> Coordinate annotation entries
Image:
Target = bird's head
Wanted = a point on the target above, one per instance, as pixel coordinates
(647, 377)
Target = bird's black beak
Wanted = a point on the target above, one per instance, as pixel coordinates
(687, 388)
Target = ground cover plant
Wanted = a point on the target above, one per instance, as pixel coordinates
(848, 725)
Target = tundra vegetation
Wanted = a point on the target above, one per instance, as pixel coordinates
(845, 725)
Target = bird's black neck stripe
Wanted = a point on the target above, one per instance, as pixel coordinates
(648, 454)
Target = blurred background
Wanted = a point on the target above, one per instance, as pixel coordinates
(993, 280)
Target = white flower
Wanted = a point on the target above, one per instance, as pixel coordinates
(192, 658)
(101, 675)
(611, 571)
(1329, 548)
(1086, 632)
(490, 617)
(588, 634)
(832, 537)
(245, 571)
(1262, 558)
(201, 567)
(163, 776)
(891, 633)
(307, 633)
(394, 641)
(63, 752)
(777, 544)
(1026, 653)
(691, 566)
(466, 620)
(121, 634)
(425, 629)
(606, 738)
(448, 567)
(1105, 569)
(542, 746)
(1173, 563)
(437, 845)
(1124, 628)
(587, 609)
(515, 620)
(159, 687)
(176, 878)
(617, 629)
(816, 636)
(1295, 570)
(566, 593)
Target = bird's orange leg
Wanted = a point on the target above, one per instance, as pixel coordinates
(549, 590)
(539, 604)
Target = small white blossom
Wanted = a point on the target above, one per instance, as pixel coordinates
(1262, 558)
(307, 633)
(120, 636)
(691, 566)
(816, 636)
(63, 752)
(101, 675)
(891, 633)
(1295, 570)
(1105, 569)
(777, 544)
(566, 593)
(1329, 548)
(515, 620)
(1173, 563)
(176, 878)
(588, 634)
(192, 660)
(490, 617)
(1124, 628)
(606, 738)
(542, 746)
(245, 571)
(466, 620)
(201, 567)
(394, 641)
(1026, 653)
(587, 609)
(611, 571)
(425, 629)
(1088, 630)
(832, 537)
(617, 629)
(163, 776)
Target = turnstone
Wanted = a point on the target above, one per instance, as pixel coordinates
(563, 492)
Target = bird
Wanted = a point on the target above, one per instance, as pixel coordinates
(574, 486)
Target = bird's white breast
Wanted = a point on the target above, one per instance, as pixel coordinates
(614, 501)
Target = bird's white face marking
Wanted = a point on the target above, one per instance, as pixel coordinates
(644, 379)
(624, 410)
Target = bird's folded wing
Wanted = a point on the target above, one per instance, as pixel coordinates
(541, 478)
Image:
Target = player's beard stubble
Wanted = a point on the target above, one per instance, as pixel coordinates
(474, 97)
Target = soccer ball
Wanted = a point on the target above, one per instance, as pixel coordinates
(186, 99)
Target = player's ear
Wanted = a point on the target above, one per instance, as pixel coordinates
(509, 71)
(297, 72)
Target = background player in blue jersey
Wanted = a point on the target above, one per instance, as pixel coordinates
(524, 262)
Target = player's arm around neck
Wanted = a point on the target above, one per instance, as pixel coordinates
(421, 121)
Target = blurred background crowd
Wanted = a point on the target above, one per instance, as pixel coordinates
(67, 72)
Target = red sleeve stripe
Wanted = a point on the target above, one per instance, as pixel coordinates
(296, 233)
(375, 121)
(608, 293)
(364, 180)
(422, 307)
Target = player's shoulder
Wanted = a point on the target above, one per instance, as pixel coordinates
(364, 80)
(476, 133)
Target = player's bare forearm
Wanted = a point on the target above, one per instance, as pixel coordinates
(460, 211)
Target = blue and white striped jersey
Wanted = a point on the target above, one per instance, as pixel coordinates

> What needs to be done
All of the entries above should be written out again exactly.

> Written response
Image:
Target = bird's head
Wanted = a point on the target above, one per instance, as pixel coordinates
(647, 377)
Target = bird's black beak
Wanted = a point on the target above, one per instance, as pixel coordinates
(687, 388)
Target = ground cover plant
Wanted = a point on the target above, one per instance, as pixel coordinates
(848, 725)
Target = tundra vegetation
Wanted = a point on the target above, one per instance, as pixel coordinates
(845, 725)
Target = bird's black neck stripe
Wanted = a point on the target above, one per instance, as pixel coordinates
(648, 454)
Target = blurred background
Wanted = a point on the target above, one per instance, as pixel coordinates
(993, 280)
Target = white flower
Wanted = a point on the target above, one per instance, as pixel coordinates
(192, 658)
(101, 675)
(611, 571)
(1329, 548)
(1086, 632)
(490, 617)
(588, 634)
(832, 537)
(245, 571)
(1262, 558)
(201, 567)
(163, 776)
(891, 633)
(307, 633)
(394, 641)
(63, 752)
(777, 544)
(1026, 653)
(691, 566)
(466, 620)
(121, 634)
(425, 629)
(606, 738)
(448, 567)
(1105, 569)
(542, 746)
(1173, 563)
(437, 845)
(1124, 628)
(587, 609)
(515, 620)
(159, 687)
(176, 878)
(617, 629)
(816, 636)
(1295, 570)
(566, 593)
Target = bird's orange leg
Wanted = a point on the target above, one per instance, as pixel coordinates
(549, 590)
(539, 604)
Target = small white blossom
Wanted = a point on the target above, one per instance, as pixel coordinates
(1262, 558)
(307, 633)
(120, 636)
(691, 566)
(816, 636)
(63, 752)
(101, 675)
(891, 633)
(1295, 570)
(1105, 569)
(777, 544)
(566, 593)
(1329, 548)
(515, 620)
(1173, 563)
(176, 878)
(588, 634)
(192, 660)
(490, 617)
(1124, 628)
(606, 738)
(542, 746)
(245, 571)
(466, 620)
(201, 567)
(394, 641)
(1026, 653)
(587, 609)
(611, 571)
(425, 629)
(1088, 630)
(832, 537)
(617, 629)
(163, 776)
Target = turnstone
Wanted = a point on the target above, one per instance, as pixel coordinates
(563, 492)
Target = bird
Wanted = a point on the target above, one per instance, as pixel coordinates
(574, 486)
Target = bird's white breast
Wanted = a point on the target above, one per instance, as pixel coordinates
(614, 501)
Target = bird's white face marking
Wanted = a point on the target above, one per instance, as pixel coordinates
(644, 379)
(624, 410)
Target = bird's folded wing
Wanted = a point on the target above, one per instance, as pixel coordinates
(541, 478)
Image:
Target = player's beard stubble
Wanted = a point on the target above, one per instance, as pixel coordinates
(474, 97)
Target = soccer ball
Wanted = a point on the target above, one per instance, as pixel coordinates
(186, 99)
Target = player's ear
Wanted = a point on the target above, one per instance, as pixel coordinates
(509, 71)
(297, 72)
Target = background player in blue jersey
Wanted = a point on the target above, one per instance, as pixel coordinates
(524, 262)
Target = player's arm around neck
Wanted = a point on the target above, one per instance, as pixel coordinates
(421, 121)
Target = blurred background crowd
Wanted = a point on the target above, one per instance, as pixel coordinates
(67, 72)
Target = red sleeve stripe
Wanted = a point on the target above, one per instance, as pixel coordinates
(296, 233)
(375, 121)
(608, 293)
(364, 180)
(422, 307)
Target = player's shoulder
Wanted = a point on the target above, one per instance, as pixel coordinates
(364, 80)
(476, 133)
Target = player's bare forearm
Wanted = a point on the target above, one per instance, as pixel coordinates
(460, 211)
Target = blue and white striped jersey
Wanted = a point on the target above, one per instance, as pixel coordinates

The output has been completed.